**Problem requirements**
Can you quote everything from the start of the records below down to the line containing "top-left (40, 111), bottom-right (76, 157)", word for word and including that line? Leave the pictures out of your answer.
• • • •
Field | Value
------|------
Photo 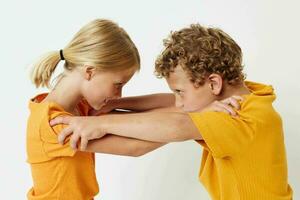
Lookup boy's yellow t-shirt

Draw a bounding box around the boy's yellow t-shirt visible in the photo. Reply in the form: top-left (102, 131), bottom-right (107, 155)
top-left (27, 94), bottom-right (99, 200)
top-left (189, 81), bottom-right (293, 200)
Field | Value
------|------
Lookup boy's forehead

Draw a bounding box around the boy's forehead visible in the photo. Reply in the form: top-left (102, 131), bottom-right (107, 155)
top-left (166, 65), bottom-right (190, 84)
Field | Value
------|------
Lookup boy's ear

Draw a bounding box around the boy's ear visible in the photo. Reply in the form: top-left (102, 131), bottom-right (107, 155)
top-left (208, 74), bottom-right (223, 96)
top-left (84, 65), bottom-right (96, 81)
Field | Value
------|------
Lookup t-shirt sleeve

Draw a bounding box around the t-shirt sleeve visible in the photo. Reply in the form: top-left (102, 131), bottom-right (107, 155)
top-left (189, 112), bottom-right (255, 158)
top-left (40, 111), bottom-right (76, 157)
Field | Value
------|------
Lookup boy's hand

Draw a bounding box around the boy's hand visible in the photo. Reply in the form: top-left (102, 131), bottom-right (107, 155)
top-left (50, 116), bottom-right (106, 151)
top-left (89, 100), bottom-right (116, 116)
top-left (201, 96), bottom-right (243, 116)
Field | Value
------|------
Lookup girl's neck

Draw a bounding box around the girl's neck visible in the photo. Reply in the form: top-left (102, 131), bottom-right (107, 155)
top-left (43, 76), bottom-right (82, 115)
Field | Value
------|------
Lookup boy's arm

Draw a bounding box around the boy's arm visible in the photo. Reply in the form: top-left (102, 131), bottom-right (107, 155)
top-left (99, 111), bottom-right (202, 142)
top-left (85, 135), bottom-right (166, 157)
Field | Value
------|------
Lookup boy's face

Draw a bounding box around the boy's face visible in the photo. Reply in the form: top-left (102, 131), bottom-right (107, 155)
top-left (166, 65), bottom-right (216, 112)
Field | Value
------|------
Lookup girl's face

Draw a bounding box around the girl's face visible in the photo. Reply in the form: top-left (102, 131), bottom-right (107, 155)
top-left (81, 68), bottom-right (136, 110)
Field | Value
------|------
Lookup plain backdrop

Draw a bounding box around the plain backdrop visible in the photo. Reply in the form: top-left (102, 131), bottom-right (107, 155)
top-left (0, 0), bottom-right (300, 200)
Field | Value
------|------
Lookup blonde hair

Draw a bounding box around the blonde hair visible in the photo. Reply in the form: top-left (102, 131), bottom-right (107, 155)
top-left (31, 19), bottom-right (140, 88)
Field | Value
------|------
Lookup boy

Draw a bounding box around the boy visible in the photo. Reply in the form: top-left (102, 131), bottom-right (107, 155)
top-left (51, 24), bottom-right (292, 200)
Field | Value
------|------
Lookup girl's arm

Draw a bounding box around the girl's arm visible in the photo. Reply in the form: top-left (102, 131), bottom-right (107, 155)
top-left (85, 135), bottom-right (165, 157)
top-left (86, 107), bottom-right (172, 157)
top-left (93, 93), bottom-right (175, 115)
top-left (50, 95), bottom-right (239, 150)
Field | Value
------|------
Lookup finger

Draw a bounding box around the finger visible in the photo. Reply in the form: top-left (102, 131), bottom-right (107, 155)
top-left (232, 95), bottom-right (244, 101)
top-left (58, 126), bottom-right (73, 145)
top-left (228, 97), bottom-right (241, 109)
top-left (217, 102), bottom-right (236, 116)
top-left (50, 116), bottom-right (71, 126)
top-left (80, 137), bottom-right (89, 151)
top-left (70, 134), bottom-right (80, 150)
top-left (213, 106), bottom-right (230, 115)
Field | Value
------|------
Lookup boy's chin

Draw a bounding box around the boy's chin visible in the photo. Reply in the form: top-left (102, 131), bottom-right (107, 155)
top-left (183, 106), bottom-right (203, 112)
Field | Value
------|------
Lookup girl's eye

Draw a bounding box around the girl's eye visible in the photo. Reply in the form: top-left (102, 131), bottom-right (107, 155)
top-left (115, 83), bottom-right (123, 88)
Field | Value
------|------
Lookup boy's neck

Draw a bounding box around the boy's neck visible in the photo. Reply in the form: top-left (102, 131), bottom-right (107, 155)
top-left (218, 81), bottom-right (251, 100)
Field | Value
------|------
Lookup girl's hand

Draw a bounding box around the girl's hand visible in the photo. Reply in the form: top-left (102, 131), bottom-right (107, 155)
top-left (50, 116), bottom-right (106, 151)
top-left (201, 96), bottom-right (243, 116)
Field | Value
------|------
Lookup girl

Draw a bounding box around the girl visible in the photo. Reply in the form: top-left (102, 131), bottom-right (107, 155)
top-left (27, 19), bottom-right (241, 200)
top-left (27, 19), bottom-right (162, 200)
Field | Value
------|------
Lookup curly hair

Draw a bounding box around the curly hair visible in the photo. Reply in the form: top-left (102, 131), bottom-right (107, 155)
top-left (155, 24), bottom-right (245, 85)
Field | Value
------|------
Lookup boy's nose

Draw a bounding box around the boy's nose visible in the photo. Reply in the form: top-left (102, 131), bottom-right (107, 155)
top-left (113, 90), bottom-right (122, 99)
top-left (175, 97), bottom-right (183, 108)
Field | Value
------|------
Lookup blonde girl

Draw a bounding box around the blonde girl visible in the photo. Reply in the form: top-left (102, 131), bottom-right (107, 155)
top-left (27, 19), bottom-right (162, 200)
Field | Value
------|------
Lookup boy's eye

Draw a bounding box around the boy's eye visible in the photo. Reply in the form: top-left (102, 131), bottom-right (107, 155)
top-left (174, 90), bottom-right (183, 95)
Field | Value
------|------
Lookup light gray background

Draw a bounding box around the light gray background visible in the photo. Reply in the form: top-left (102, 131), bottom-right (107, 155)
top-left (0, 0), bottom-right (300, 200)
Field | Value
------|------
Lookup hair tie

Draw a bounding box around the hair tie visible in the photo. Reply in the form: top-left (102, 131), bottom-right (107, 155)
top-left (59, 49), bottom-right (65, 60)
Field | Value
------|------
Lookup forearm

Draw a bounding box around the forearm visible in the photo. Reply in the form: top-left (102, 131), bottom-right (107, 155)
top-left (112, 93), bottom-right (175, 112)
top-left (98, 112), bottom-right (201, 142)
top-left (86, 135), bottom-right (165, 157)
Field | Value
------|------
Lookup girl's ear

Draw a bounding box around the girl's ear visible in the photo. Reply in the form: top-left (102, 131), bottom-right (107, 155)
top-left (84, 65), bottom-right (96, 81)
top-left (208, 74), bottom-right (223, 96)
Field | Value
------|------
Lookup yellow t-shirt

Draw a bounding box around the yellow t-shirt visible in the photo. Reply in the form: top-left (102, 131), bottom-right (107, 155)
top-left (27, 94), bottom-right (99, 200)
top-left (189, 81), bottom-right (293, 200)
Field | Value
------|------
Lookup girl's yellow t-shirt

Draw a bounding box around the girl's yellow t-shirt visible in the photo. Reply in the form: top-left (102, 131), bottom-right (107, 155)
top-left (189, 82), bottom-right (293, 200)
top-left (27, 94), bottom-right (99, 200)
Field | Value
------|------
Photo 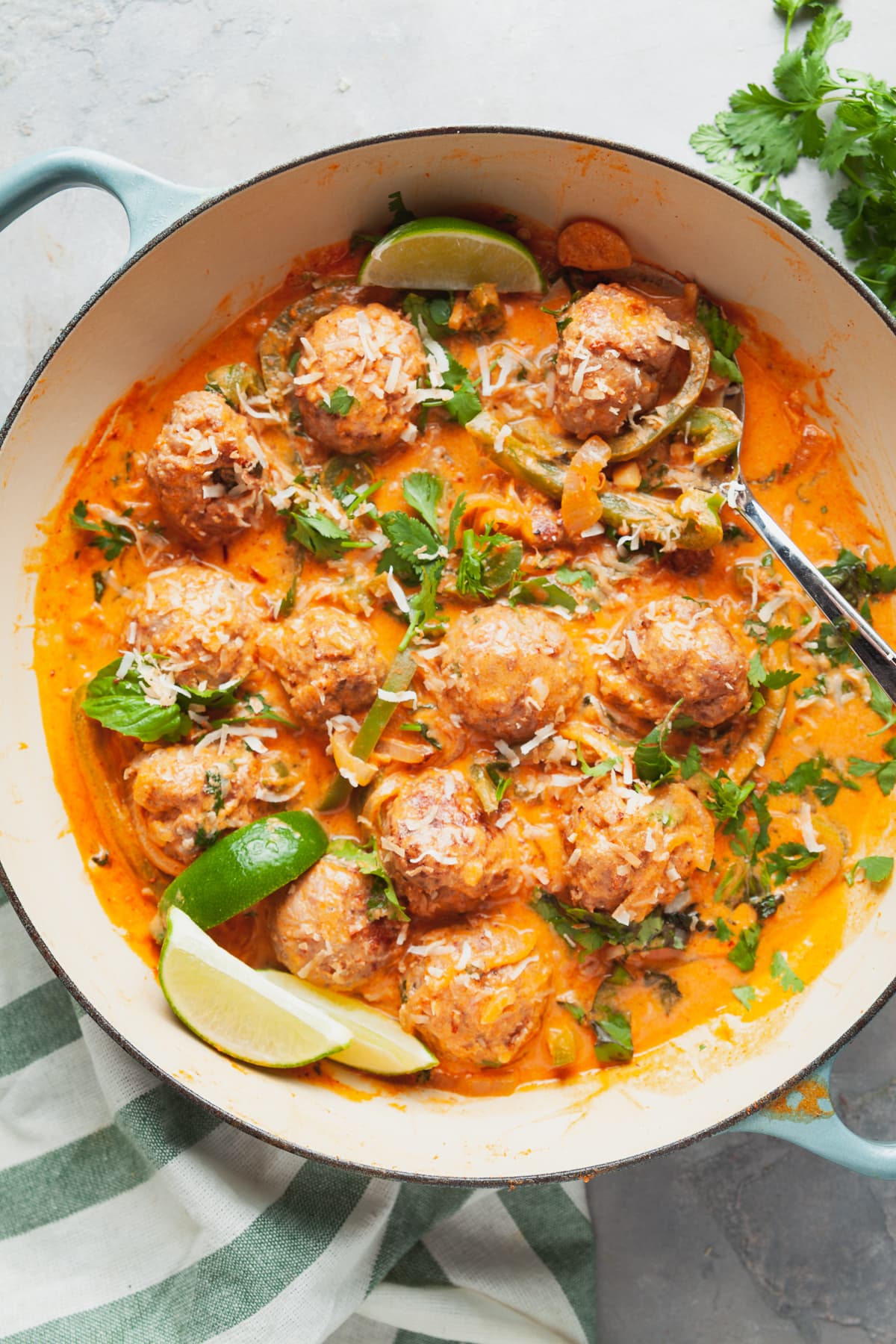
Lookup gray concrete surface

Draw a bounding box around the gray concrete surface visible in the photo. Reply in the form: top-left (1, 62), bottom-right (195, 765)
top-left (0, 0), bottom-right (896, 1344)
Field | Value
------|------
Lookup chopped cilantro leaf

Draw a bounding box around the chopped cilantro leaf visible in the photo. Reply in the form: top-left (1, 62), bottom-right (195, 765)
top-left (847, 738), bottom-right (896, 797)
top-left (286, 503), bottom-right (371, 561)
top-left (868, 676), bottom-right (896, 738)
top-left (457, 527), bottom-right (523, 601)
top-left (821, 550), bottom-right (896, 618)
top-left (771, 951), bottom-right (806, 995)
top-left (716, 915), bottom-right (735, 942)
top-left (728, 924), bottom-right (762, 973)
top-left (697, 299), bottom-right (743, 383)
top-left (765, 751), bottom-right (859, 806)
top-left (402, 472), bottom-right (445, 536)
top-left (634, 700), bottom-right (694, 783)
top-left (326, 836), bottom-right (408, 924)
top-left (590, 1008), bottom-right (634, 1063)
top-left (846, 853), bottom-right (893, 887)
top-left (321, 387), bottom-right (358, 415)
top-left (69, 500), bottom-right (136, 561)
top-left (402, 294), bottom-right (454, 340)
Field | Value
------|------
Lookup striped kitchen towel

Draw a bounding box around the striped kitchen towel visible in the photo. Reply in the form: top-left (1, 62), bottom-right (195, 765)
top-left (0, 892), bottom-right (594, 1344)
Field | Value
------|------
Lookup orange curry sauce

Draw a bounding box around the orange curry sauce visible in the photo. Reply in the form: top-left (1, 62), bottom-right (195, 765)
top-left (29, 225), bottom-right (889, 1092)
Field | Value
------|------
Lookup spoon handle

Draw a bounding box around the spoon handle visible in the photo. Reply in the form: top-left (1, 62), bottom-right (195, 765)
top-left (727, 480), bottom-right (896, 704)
• • • •
**Worked solution**
Field | Value
------|------
Photo 
Lookup boy's yellow t-shirt

Draw a bounding box around the boy's yellow t-shirt visible in the photo. Reply in the form: top-left (102, 131), bottom-right (107, 155)
top-left (27, 94), bottom-right (99, 200)
top-left (189, 81), bottom-right (293, 200)
Field | Value
------|------
Lookup boy's forehead

Draw a bounding box around the boy's forehead visible in the photo. Reply in the form: top-left (102, 131), bottom-right (107, 155)
top-left (166, 65), bottom-right (190, 84)
Field | Value
------|------
Lookup boy's ear

Draw a bounding box around the boy's ear visible in the photo. Reply in the form: top-left (102, 131), bottom-right (107, 155)
top-left (208, 74), bottom-right (223, 96)
top-left (84, 65), bottom-right (96, 81)
Field | Value
------|------
Lookup t-shirt sleeve

Draw a bounding box around the t-shirt sleeve visible in the photo. Reply in the form: top-left (102, 131), bottom-right (107, 155)
top-left (189, 112), bottom-right (255, 158)
top-left (40, 111), bottom-right (76, 157)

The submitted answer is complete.